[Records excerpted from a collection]
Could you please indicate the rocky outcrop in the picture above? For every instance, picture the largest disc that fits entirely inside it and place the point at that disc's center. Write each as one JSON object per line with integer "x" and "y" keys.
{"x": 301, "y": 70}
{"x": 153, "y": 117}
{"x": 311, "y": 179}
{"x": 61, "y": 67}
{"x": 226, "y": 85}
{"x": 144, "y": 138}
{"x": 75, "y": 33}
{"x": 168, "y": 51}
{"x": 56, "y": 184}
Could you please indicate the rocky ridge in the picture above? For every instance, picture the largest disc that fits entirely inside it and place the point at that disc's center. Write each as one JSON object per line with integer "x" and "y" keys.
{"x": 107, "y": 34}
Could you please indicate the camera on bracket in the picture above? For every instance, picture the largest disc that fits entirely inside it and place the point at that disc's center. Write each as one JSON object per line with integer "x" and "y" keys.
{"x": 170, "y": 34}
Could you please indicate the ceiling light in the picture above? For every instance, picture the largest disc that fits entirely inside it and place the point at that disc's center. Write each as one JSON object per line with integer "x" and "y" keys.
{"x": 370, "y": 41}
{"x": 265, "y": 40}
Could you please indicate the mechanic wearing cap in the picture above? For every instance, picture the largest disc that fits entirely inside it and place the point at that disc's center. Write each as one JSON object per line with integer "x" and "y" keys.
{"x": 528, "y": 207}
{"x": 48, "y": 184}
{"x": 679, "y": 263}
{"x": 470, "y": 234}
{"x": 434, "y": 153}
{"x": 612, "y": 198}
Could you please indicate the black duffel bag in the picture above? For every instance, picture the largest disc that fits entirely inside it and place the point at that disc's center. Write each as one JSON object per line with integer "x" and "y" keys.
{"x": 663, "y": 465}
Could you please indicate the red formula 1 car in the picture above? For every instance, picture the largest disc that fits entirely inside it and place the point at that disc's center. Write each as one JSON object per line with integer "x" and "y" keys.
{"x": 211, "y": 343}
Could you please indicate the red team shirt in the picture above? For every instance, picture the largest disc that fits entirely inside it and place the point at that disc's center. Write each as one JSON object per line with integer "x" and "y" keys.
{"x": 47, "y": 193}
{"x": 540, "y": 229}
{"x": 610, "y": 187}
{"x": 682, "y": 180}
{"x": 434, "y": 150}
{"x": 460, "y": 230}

§ PROBLEM DESCRIPTION: Repeat every record, keeping each word and mark exactly as it is.

§ RESPONSE AREA:
Could you please indicate the rocky outcrop in the picture above? For every instance, picture the largest disc that fits entirely inside it and place the point at that disc's center. Write each as one JSON object per line with integer "x" and "y" keys.
{"x": 301, "y": 70}
{"x": 153, "y": 117}
{"x": 311, "y": 179}
{"x": 61, "y": 67}
{"x": 226, "y": 85}
{"x": 144, "y": 138}
{"x": 75, "y": 33}
{"x": 168, "y": 51}
{"x": 56, "y": 184}
Could you please indicate the rocky ridge in the picture above? For every instance, picture the largest disc that fits entirely inside it and place the point at that disc's center. Write each as one JSON object per line with integer "x" and "y" keys.
{"x": 107, "y": 34}
Could you please indicate the camera on bracket in the picture above? For every instance, picture the largest disc that fits entirely inside it and place the point at that disc's center. Write each as one JSON object per line with integer "x" and "y" keys.
{"x": 170, "y": 34}
Could you please indicate the ceiling light in the picture above? For every instance, picture the largest disc that fits entirely inside it and place the point at that disc's center. Write each as one JSON object per line with integer "x" and "y" keys.
{"x": 370, "y": 41}
{"x": 265, "y": 40}
Could you please indicate the mechanic wearing cap in the picture above? For every instance, picture the largest disc that fits entirely inside it and place the point at that disc's center. Write each as one JSON object per line with integer "x" and "y" keys.
{"x": 528, "y": 207}
{"x": 48, "y": 184}
{"x": 679, "y": 263}
{"x": 470, "y": 234}
{"x": 434, "y": 153}
{"x": 612, "y": 198}
Could you please indicate the black duffel bag in the picture above? For every instance, picture the largest disc that fits entirely inside it and place the point at that disc's center. Write each as one JSON object per line with integer "x" and "y" keys.
{"x": 663, "y": 465}
Could you please indicate the red formula 1 car in the picture above? For every instance, picture the largest disc that fits entirely inside it and place the point at that disc's center. Write each as one JSON object per line with integer "x" and "y" keys.
{"x": 211, "y": 343}
Could you please indicate the red team shirt in the picture above? For every instance, picture the largest disc that fits entirely inside it and place the point at that disc's center. Write each as one JSON object per line with integer "x" and "y" keys.
{"x": 47, "y": 193}
{"x": 540, "y": 229}
{"x": 610, "y": 187}
{"x": 682, "y": 180}
{"x": 434, "y": 150}
{"x": 460, "y": 230}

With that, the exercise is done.